- [Page text]
—————
Politics

Keith Olbermann Hijacks Story of a Heroic Teen to Attack Donald Trump and Dave Portnoy

Back when Keith Olbermann had a job, his MSNBC show, Countdown, featured a segment where he named the “World’s Worst” people, based on a political or social issue.

Frequently attacking Fox News and Republicans, Olbermann’s show and various segments were derided by the television critic at the Los Angeles Times as “more or less an echo chamber in which Olbermann and like-minded bobbleheads nod at each other.” He was frequently criticized as only inviting on guests that agreed with him, and was actually suspended after having Democratic candidates on the air and then donating to them shortly afterward.

Olbermann’s segments attacked perceived political or social sins that he disagreed with, almost always with far more hatred than the sins themselves allegedly committed. He reveled in the personal attacks and his audience ate it up. But, like several other jobs, Olbermann couldn’t hold on to the show.
—————
- [What you need to do]
Carry the Keith Olbermann article forward from its last sentence, writing the next part in the same style. The items that come next are from a separate source and have nothing to do with the Keith Olbermann article.
—————
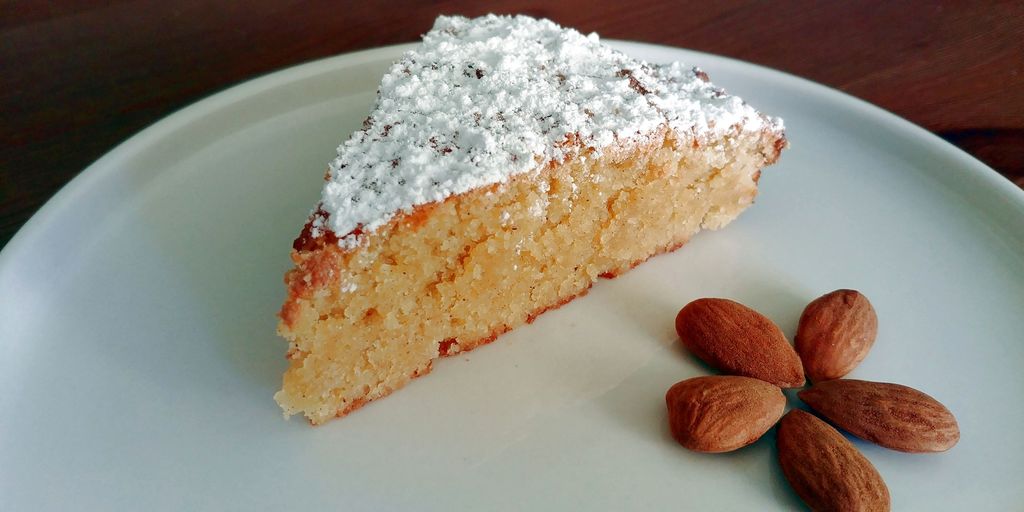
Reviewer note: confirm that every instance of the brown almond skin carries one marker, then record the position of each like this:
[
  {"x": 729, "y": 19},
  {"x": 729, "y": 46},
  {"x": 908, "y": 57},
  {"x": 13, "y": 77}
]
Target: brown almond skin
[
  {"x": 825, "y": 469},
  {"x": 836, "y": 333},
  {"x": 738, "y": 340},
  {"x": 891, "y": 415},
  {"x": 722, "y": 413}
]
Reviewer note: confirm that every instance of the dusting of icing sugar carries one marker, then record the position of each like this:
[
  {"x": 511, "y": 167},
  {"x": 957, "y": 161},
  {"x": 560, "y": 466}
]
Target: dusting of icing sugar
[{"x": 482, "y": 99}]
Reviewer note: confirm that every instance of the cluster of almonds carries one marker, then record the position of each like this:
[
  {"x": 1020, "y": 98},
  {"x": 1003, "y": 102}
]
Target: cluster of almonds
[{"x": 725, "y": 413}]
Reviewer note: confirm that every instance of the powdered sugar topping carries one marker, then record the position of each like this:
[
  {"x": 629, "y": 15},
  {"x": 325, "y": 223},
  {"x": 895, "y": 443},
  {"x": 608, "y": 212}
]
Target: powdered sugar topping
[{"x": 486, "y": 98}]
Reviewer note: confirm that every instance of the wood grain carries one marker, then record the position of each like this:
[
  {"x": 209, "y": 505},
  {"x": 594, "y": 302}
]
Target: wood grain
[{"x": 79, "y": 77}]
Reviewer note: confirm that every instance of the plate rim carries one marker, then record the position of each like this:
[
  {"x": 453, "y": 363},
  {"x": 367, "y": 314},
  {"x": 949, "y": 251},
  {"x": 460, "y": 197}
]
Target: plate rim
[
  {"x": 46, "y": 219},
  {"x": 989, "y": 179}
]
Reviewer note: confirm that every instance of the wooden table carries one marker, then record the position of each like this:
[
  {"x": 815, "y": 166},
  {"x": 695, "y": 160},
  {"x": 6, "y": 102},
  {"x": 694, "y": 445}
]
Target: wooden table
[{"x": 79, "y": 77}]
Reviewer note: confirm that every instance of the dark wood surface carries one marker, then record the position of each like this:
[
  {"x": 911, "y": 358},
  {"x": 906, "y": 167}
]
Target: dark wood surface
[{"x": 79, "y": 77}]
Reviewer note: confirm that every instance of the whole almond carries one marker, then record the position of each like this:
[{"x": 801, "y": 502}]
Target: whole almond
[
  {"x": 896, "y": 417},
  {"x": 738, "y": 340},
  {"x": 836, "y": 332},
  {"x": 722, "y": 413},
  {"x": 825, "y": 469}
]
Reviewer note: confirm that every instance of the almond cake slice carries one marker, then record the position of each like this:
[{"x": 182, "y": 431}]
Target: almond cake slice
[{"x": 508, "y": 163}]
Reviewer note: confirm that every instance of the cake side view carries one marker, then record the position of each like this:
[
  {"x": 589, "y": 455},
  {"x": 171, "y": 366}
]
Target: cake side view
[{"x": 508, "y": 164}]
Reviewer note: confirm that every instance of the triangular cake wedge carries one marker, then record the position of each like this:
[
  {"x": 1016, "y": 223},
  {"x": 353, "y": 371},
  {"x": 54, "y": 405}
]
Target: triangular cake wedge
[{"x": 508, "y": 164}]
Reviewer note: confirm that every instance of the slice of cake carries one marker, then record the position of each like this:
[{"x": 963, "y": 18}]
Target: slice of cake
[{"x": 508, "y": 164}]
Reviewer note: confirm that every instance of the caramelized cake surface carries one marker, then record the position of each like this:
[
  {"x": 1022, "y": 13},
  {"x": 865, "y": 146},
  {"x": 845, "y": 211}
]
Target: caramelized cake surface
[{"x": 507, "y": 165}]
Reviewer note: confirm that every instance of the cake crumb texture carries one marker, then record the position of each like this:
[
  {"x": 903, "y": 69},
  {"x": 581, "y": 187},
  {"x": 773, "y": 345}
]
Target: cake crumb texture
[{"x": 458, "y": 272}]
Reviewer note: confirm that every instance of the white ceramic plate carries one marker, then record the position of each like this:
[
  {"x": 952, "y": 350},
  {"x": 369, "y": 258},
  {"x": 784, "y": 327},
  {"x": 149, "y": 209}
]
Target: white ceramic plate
—————
- [Solved problem]
He is currently reduced to a mere Twitter personality, and there is perhaps no one outside of the Lincoln Project who misses Trump’s presence more than Olbermann.

In Michigan, a school shooting left students dead. One of those deaths was a high school football player who sacrificed himself to save his classmates. The kid was a hero, and virtually everyone on the planet recognized this. Barstool Sports was one of the outlets that wrote about it.

With all of his accomplishments on and off the field, Tate Myre will be remembered for his bravery in the face of pure evil.

It is reported that Tate rushed an active shooter and received many gunshot wounds trying to disarm him, allowing time for others to seek safety.

As more comes out about this case, let us just take time to spread the name and heroism of Tate Myre, a hero who saved a countless amount of lives through self-sacrifice.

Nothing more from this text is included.